Data records —
== Segment start ==
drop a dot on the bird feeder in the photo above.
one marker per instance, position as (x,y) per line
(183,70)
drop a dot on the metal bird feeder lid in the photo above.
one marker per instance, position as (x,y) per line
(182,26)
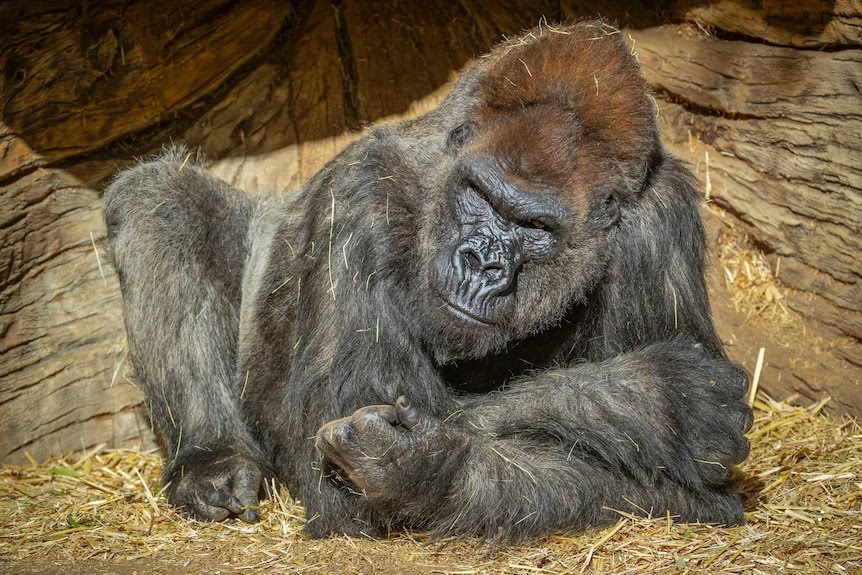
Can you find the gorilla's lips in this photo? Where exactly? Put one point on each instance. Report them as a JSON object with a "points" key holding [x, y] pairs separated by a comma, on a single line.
{"points": [[466, 315]]}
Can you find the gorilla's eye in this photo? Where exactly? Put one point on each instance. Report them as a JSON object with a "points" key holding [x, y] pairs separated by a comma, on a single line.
{"points": [[459, 136], [478, 191]]}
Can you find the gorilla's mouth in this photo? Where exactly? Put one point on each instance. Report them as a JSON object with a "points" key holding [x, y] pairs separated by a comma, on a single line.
{"points": [[465, 315]]}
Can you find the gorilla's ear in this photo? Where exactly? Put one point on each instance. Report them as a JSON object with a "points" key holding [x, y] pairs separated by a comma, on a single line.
{"points": [[459, 136], [605, 210]]}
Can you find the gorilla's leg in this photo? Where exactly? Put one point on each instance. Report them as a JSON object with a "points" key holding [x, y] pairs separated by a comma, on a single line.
{"points": [[178, 239]]}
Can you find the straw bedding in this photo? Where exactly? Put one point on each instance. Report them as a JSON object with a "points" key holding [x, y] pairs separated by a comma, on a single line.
{"points": [[101, 512]]}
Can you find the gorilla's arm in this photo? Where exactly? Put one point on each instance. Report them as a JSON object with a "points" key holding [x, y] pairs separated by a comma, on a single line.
{"points": [[646, 432]]}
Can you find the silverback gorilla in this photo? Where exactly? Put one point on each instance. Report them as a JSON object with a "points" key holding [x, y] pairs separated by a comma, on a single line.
{"points": [[490, 320]]}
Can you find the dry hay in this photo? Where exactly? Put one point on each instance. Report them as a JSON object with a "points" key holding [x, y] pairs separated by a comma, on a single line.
{"points": [[102, 513]]}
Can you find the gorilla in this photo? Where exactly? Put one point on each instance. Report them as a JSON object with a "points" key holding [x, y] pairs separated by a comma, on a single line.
{"points": [[490, 320]]}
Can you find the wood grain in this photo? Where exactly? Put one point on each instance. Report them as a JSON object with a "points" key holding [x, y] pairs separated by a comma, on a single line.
{"points": [[782, 130]]}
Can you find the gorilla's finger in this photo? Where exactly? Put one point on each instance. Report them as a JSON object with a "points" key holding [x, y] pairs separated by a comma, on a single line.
{"points": [[408, 415], [370, 416]]}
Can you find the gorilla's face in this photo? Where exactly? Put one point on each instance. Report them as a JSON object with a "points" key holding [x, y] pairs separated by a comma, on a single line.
{"points": [[516, 244], [544, 155], [497, 229]]}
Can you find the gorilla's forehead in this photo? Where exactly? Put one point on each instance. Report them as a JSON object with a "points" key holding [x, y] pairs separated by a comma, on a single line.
{"points": [[584, 70]]}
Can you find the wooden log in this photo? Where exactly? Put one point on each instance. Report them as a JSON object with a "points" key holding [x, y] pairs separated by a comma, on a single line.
{"points": [[782, 130], [809, 24], [62, 387], [76, 79]]}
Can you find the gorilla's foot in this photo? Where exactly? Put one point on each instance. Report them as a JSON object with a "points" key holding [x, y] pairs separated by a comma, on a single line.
{"points": [[215, 486]]}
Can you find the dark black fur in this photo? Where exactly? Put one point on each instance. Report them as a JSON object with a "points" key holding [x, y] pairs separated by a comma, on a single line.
{"points": [[525, 266]]}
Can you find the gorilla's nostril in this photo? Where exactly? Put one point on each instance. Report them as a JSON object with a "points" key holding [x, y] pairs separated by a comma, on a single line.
{"points": [[472, 260]]}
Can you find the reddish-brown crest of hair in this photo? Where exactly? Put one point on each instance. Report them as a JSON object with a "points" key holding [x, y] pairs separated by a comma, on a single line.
{"points": [[566, 108]]}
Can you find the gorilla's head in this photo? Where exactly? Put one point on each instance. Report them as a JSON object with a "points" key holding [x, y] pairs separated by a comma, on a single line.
{"points": [[548, 143]]}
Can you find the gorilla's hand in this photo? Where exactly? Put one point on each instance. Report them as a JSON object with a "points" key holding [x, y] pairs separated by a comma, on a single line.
{"points": [[712, 417], [394, 454], [214, 486]]}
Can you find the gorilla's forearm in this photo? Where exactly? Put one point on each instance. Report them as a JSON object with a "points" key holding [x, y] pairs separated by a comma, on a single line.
{"points": [[669, 409], [511, 489]]}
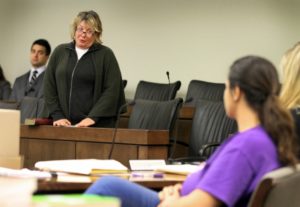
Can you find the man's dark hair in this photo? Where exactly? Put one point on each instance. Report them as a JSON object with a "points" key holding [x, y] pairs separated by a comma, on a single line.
{"points": [[43, 43]]}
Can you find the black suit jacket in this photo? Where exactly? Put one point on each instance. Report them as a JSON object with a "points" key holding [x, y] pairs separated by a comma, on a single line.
{"points": [[21, 87]]}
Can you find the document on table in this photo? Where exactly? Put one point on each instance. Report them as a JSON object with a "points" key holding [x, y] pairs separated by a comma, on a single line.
{"points": [[24, 173], [83, 166], [183, 169]]}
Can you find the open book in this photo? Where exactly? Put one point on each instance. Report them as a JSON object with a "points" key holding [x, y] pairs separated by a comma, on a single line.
{"points": [[82, 166]]}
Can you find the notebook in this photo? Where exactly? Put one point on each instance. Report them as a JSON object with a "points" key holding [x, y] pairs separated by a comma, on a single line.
{"points": [[82, 166]]}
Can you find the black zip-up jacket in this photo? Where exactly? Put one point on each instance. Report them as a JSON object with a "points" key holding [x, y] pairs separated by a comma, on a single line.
{"points": [[89, 87]]}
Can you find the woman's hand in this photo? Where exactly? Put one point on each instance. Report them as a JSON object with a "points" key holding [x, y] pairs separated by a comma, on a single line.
{"points": [[62, 122], [169, 195], [85, 122]]}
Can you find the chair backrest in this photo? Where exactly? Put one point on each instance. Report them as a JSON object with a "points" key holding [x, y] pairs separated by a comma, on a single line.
{"points": [[198, 89], [156, 91], [9, 105], [210, 125], [160, 115], [278, 188]]}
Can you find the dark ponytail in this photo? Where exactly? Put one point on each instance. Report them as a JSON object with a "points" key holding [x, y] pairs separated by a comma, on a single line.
{"points": [[258, 79]]}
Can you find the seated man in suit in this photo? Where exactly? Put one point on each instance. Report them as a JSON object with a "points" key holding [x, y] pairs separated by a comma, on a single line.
{"points": [[31, 83]]}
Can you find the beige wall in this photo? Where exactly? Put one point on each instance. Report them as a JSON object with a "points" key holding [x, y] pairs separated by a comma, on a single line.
{"points": [[192, 39]]}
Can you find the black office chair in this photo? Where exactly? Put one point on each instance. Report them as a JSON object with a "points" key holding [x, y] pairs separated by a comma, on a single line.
{"points": [[9, 105], [31, 107], [198, 89], [278, 188], [156, 91], [210, 127]]}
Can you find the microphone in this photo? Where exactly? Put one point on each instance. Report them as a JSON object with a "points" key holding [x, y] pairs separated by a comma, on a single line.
{"points": [[131, 103], [168, 76], [188, 100], [169, 82]]}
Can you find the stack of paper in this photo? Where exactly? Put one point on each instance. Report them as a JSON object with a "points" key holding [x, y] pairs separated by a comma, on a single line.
{"points": [[82, 166], [78, 200], [183, 169], [23, 173]]}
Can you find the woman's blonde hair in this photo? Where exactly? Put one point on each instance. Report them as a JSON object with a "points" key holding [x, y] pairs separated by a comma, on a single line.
{"points": [[91, 18], [290, 90]]}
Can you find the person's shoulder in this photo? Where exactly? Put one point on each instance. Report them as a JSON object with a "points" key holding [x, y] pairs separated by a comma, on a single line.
{"points": [[102, 48], [4, 83], [23, 76], [252, 138]]}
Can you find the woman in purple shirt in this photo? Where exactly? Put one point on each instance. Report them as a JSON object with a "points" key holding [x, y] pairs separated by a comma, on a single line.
{"points": [[263, 143]]}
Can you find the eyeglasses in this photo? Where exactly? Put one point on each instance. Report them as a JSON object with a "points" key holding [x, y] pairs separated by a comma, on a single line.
== Segment end ==
To do — Where in the records does the string "feeder" appear? Copy every line that has it.

Task answer —
drop a dot on the bird feeder in the photo above.
drop a dot on the metal bird feeder lid in the photo above.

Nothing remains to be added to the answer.